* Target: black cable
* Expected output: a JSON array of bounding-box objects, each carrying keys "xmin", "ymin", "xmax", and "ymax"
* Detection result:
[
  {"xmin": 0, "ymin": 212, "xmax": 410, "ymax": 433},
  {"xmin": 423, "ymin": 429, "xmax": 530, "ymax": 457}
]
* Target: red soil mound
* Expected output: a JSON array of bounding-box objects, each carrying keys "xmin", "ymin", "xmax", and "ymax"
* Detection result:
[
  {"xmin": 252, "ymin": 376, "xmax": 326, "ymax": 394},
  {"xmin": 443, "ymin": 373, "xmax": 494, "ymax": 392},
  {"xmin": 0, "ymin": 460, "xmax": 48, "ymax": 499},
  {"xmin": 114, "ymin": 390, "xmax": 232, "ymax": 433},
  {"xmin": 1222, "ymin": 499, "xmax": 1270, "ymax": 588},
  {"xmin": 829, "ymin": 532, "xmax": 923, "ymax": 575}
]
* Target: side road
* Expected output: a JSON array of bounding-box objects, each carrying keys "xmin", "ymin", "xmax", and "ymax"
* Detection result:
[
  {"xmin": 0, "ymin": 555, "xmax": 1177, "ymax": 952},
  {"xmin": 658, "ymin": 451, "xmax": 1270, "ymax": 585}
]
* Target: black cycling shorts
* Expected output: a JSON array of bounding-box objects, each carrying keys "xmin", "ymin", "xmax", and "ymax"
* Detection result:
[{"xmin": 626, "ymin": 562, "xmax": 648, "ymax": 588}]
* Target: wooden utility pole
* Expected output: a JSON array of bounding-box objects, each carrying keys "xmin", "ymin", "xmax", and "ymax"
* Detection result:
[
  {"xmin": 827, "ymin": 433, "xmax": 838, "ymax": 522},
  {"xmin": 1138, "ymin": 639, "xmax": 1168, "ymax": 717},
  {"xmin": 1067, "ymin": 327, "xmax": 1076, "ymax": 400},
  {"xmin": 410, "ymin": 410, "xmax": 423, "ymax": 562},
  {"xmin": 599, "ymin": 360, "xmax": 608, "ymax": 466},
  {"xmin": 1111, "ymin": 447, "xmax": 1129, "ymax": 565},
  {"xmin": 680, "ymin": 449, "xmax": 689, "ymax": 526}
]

________

What you will do: Turn every line of the data above into a numbered list, leaving out any blank lines.

Exercise solution:
1. * Target: black cable
2. * Expected output: a JSON array of bounding-box objects, each carrying keys "xmin", "ymin", "xmax", and "ymax"
3. * Detection result:
4. [
5.   {"xmin": 0, "ymin": 212, "xmax": 410, "ymax": 433},
6.   {"xmin": 423, "ymin": 429, "xmax": 530, "ymax": 457}
7. ]
8. * Target: red soil mound
9. * Expected output: a JSON array of bounding-box objects, each carrying keys "xmin", "ymin", "xmax", and "ymax"
10. * Detection result:
11. [
12.   {"xmin": 252, "ymin": 376, "xmax": 326, "ymax": 394},
13.   {"xmin": 443, "ymin": 373, "xmax": 494, "ymax": 392},
14.   {"xmin": 0, "ymin": 460, "xmax": 48, "ymax": 499},
15.   {"xmin": 114, "ymin": 390, "xmax": 232, "ymax": 433},
16.   {"xmin": 1222, "ymin": 499, "xmax": 1270, "ymax": 588},
17.   {"xmin": 829, "ymin": 532, "xmax": 923, "ymax": 575}
18. ]
19. * Target: side road
20. * Expected output: a JSON array of bounding-box objects, each carrying keys "xmin", "ymin", "xmax", and "ymax"
21. * Detection result:
22. [
23.   {"xmin": 0, "ymin": 555, "xmax": 1177, "ymax": 952},
24.   {"xmin": 658, "ymin": 451, "xmax": 1270, "ymax": 585}
25. ]
26. * Target: black cycling shorts
27. * Expected output: a JSON array of bounding-box objects, each carrying keys "xmin", "ymin", "xmax", and "ymax"
28. * Detection result:
29. [{"xmin": 626, "ymin": 562, "xmax": 648, "ymax": 588}]
30. * Target: wooden utility pole
31. * Expected output: a JSON array of bounding-box objects, each carrying keys "xmin", "ymin", "xmax", and "ymax"
32. * Detection result:
33. [
34.   {"xmin": 827, "ymin": 433, "xmax": 838, "ymax": 522},
35.   {"xmin": 1138, "ymin": 639, "xmax": 1168, "ymax": 717},
36.   {"xmin": 1067, "ymin": 327, "xmax": 1076, "ymax": 400},
37.   {"xmin": 410, "ymin": 410, "xmax": 423, "ymax": 562},
38.   {"xmin": 599, "ymin": 360, "xmax": 608, "ymax": 466},
39.   {"xmin": 1111, "ymin": 447, "xmax": 1129, "ymax": 565},
40.   {"xmin": 680, "ymin": 449, "xmax": 689, "ymax": 526}
41. ]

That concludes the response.